- **Supplied text**
* * * * *
Rome has parked its tanks on the Archbishop of Canterbury’s lawn after manoeuvres undertaken by up to fifty bishops and begun two years ago by an Australian archbishop, John Hepworth.

As leader of the Traditional Anglican Communion, a breakaway group claiming to represent up to 400,000 laity worldwide, he went to Rome seeking a means to achieve full, visible unity for his flock.

As a former Catholic priest himself, divorced and remarried with three children, he would be unlikely to be recognised by Rome as a priest or bishop, even under the structures brought in by the new apostolic constitution. He has nonetheless always received a warm welcome in Rome ­ in particular from Cardinal William Levada, Prefect of the Congregation for the Doctrine of the Faith, who has made the running in Rome with the backing of his predecessor at the Congregation, Pope Benedict XVI himself.
* * * * *
- **Records shown**
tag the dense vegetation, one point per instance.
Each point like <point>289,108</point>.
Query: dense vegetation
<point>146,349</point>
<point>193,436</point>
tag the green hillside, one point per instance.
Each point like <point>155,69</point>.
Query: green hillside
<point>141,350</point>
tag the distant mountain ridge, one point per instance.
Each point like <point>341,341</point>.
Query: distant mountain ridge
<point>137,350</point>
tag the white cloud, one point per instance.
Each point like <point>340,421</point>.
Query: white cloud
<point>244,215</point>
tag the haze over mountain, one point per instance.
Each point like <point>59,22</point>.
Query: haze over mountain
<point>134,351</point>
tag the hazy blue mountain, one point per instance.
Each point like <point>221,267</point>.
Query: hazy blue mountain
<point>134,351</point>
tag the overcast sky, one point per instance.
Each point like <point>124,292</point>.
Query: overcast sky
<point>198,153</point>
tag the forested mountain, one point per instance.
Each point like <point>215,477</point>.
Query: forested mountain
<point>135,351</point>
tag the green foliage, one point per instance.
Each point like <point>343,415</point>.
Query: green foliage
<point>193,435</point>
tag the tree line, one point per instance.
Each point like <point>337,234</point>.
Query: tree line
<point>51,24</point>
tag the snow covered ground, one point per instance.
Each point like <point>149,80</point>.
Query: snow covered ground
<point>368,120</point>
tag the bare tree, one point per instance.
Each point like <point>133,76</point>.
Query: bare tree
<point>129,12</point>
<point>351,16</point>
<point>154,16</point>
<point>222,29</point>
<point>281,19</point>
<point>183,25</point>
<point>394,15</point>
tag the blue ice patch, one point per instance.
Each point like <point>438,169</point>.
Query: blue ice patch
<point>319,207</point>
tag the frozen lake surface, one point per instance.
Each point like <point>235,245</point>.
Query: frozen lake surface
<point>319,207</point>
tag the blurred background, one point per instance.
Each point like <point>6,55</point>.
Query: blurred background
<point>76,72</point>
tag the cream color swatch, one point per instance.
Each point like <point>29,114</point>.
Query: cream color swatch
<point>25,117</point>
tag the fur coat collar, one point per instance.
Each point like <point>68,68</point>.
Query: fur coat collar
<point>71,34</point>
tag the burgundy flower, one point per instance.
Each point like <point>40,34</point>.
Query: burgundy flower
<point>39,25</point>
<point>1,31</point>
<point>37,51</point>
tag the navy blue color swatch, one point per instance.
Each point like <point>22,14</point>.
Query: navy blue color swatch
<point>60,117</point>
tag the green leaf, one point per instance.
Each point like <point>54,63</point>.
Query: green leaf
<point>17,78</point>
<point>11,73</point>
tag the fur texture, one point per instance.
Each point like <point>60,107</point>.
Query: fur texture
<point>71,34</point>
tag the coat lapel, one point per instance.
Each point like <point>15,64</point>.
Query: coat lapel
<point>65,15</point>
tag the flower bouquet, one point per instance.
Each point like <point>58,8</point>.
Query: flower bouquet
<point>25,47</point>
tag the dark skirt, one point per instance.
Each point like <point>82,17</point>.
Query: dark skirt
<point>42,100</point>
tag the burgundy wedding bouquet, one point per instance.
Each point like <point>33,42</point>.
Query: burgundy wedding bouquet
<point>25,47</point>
* * * * *
- **Written tasks**
A) Translate this sentence from the passage on Rome and the Anglicans into Spanish: "As leader of the Traditional Anglican Communion, a breakaway group claiming to represent up to 400,000 laity worldwide, he went to Rome seeking a means to achieve full, visible unity for his flock."
B) Copy word for word everything in the passage on Rome and the Anglicans from "As a former" down to "Benedict XVI himself.".

- **Per-task outputs**
A) Como líder de la Comunión Anglicana Tradicional, un grupo escindido que afirma representar a hasta 400.000 laicos en todo el mundo, fue a Roma en busca de un medio para lograr la unidad plena y visible de su rebaño.

B)
As a former Catholic priest himself, divorced and remarried with three children, he would be unlikely to be recognised by Rome as a priest or bishop, even under the structures brought in by the new apostolic constitution. He has nonetheless always received a warm welcome in Rome ­ in particular from Cardinal William Levada, Prefect of the Congregation for the Doctrine of the Faith, who has made the running in Rome with the backing of his predecessor at the Congregation, Pope Benedict XVI himself.